> [Extract provided]
Subject: Re: Machine check recovery broken in v6.9-rc1

On Fri, Apr 05, 2024 at 04:58:55PM -0700, Tony Luck wrote:
> So a problem (not necessarily the current upstream problem given the
> amount of additional changes that happened) began way back in this
> commit from v6.1:
>
> 0d206b5d2e0d ("mm/swap: add swp_offset_pfn() to fetch PFN from swap entry")
>
> This commit gives the "kernel BUG at include/linux/swapops.h:88!" while
> its predecessor runs without errors).

Tony, could you try the following patch, to see if that goes away?
It is against 6.1, but current kernel has the same problem AFAICS.

diff --git a/include/linux/swapops.h b/include/linux/swapops.h
index 578212fbf2be..575d428393c0 100644
--- a/include/linux/swapops.h
+++ b/include/linux/swapops.h
@@ -416,7 +416,7 @@ static inline bool is_pfn_swap_entry(swp_entry_t entry)

> [Brief 1] Reproduce the passage of the machine check recovery message starting at "On Fri, Apr" and ending at "runs without errors).".
> [Brief 2] Resume the machine check recovery message from its final line and extend it.

> [Extracted information]
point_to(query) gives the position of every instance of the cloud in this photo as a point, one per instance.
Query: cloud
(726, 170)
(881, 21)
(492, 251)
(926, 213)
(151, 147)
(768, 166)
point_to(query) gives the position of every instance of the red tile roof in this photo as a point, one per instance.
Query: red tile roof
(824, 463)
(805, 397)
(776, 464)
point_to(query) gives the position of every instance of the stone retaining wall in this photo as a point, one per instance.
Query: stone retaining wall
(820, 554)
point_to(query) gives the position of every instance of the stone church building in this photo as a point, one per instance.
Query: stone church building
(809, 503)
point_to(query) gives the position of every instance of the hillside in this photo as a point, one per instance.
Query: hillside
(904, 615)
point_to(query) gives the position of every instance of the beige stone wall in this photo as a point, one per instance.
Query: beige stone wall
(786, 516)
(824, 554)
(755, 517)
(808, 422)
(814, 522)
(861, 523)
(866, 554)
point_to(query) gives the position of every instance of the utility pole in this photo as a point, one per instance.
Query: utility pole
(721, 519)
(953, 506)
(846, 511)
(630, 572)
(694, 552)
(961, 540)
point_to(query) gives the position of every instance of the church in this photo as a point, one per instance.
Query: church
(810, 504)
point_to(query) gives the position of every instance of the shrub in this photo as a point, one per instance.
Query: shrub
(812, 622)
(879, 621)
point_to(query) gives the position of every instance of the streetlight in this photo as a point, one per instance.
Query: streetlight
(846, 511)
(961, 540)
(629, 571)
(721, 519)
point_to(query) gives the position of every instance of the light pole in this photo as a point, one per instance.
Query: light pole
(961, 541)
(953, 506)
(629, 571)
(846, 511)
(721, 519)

> [Written response 1]
On Fri, Apr 05, 2024 at 04:58:55PM -0700, Tony Luck wrote:
> So a problem (not necessarily the current upstream problem given the
> amount of additional changes that happened) began way back in this
> commit from v6.1:
>
> 0d206b5d2e0d ("mm/swap: add swp_offset_pfn() to fetch PFN from swap entry")
>
> This commit gives the "kernel BUG at include/linux/swapops.h:88!" while
> its predecessor runs without errors).

> [Written response 2]
BUILD_BUG_ON(SWP_TYPE_SHIFT < SWP_PFN_BITS);

return is_migration_entry(entry) || is_device_private_entry(entry) ||
- is_device_exclusive_entry(entry);
+ is_device_exclusive_entry(entry) || is_hwpsoion_entry(entry);
}

struct page_vma_mapped_walk;

Thanks

--
Oscar Salvador
SUSE Labs

2024-04-06 03:55:04

by Oscar Salvador

[permalink] [raw]

Subject: Re: Machine check recovery broken in v6.9-rc1

On Sat, Apr 06, 2024 at 04:18:41AM +0200, Oscar Salvador wrote:
> Tony, could you try the following patch, to see if that goes away?
> It is against 6.1, but current kernel has the same problem AFAICS.
>
>
> diff --git a/include/linux/swapops.h b/include/linux/swapops.h
> index 578212fbf2be..575d428393c0 100644
> --- a/include/linux/swapops.h
> +++ b/include/linux/swapops.h
> @@ -416,7 +416,7 @@ static inline bool is_pfn_swap_entry(swp_entry_t entry)
> BUILD_BUG_ON(SWP_TYPE_SHIFT < SWP_PFN_BITS);
>
> return is_migration_entry(entry) || is_device_private_entry(entry) ||
> - is_device_exclusive_entry(entry);
> + is_device_exclusive_entry(entry) || is_hwpsoion_entry(entry);
> }
>
> struct page_vma_mapped_walk;

Sorry, I was still sleepy and I made a typo.
Plus I realized we need to move some definitions to make them available.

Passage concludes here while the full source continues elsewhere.